SET PROBLEM A
According to the discrimination appeal decision below, what job did the Complainant hold when the events in the complaint took place?
SET PROBLEM B
Locate every line in the rows that contains the word "green" and copy each of those lines.

SOURCE
- - -

0120102424
07-19-2011
Prince Johnson, Complainant, v. Hilda L. Solis, Secretary, Department of Labor, Agency.
Prince Johnson,
Complainant,
v.
Hilda L. Solis,
Secretary,
Department of Labor,
Agency.
Appeal No. 0120102424
Hearing No. 570-2007-00894X
Agency No. 0711026
DECISION
On May 12, 2010, Complainant filed a timely appeal with this Commission
from the Administrative Judge’s (AJ) decision dated March 3, 2010,
dismissing his complaint of unlawful employment discrimination in
violation of Title VII of the Civil Rights Act of 1964 (Title VII), as
amended, 42 U.S.C. § 2000e et seq. and Section 501 of the Rehabilitation
Act of 1973 (Rehabilitation Act), as amended, 29 U.S.C. § 791 et seq.
The Commission deems the appeal timely and accepts it pursuant to 29
C.F.R. § 1614.405(a). For the following reasons, the Commission
AFFIRMS the Agency’s final order..
BACKGROUND
At the time of events giving rise to this complaint, Complainant worked as
a Veterans Employment Specialist at the Agency’s Veterans Employment and
Training Service (VETS) Operations and Program facility in Washington, DC.
On December 29, 2006, Complainant filed a formal complaint alleging
that the Agency subjected him to discrimination on the bases of race
(African-American), sex (male), color (Black), and disability (fractured
femur) when:
1) The Agency failed to place Complainant in a career-conditional
appointment.
2) The Agency verbally advised Complainant to resign.
3) The Agency failed to place Complainant on performance standards before
terminating him.
4) The Agency placed false statements in Complainant’s termination
letter.
5) The Agency failed to provide Complainant with training opportunities
that were made available to other employees.
6) The Agency failed to allow Complainant to accrue credit hours.
7) The Agency notified Complainant in the termination letter that he
was being “graded” by other VETS employees.
8) Complainant’s co-worker (Co-Worker 1) and Supervisor subjected him
to racial harassment.
9) Complainant’s Co-worker 1 and Supervisor criticized his work
assignments.
10) The Agency alleged that Complainant was not a “manageable”
employee.
11) The Agency terminated him as a VETS employee, effective November
11, 2006.
The Director of Operations for the VETS office hired Complainant and he
began work in April 2006. During the interview, which was conducted
by the Supervisor, she informed Complainant that the job consisted
of assisting Co-worker 1 with the development and modification of
Excel spreadsheets. Complainant indicated that he had experience with
Excel. However, in his first month at the office, Co-worker 1 informed the
Supervisor that Complainant’s spreadsheets had many errors and that he
was defensive about criticism of his work. According to her affidavit,
the Supervisor also noticed Complainant’s errors and defensive attitude.

- - -

[Shape labeling records]
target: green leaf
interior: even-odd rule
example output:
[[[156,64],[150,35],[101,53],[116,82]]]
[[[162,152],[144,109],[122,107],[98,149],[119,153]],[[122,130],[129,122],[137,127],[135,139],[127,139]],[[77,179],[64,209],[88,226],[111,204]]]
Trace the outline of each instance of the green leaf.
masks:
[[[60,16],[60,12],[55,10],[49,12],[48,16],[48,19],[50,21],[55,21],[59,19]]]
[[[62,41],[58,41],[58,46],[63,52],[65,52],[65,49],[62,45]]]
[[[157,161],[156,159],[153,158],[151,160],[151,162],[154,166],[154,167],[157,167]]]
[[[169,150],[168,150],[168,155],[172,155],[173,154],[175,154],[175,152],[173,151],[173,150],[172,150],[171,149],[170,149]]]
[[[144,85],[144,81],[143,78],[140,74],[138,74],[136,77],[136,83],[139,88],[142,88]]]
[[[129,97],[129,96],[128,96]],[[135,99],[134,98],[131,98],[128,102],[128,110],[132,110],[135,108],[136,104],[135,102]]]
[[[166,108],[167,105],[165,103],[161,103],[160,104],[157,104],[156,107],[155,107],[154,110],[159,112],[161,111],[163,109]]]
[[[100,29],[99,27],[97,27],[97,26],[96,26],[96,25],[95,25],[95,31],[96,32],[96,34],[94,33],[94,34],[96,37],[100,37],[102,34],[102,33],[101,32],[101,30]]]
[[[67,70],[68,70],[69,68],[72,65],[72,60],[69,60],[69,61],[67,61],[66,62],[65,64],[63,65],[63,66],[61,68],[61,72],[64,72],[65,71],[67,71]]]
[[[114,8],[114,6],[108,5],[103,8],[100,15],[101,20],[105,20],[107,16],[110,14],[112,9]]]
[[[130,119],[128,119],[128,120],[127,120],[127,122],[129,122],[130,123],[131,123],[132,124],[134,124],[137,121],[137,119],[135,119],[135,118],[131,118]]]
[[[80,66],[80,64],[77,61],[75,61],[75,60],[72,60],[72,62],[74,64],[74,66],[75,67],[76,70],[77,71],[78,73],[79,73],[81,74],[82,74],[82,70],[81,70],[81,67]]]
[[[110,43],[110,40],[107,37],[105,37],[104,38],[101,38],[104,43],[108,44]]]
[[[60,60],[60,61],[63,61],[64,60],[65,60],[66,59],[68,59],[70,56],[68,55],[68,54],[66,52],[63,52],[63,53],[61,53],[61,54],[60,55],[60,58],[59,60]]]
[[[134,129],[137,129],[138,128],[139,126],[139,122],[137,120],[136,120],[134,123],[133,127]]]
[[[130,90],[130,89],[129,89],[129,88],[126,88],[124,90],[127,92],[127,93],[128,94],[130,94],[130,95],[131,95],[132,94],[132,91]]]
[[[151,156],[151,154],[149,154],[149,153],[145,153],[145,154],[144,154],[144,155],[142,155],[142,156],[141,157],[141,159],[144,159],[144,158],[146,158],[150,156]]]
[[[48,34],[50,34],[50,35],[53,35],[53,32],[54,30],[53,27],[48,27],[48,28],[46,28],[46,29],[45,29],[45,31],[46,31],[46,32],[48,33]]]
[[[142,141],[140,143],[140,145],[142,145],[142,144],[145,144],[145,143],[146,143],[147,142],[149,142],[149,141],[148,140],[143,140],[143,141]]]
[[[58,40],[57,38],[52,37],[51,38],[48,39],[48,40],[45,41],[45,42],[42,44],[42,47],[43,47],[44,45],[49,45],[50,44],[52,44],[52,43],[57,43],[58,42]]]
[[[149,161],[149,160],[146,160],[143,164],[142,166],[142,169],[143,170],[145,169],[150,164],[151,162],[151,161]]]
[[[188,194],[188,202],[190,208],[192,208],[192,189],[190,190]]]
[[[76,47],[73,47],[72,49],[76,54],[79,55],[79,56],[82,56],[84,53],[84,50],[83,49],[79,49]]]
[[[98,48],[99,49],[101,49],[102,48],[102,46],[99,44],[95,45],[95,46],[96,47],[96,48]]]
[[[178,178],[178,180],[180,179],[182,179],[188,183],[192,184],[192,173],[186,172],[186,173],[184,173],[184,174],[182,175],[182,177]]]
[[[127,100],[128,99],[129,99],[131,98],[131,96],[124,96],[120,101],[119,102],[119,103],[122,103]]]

- - -

EXPECTED OUTPUT A
Veterans Employment Specialist

EXPECTED OUTPUT B
target: green leaf
Trace the outline of each instance of the green leaf.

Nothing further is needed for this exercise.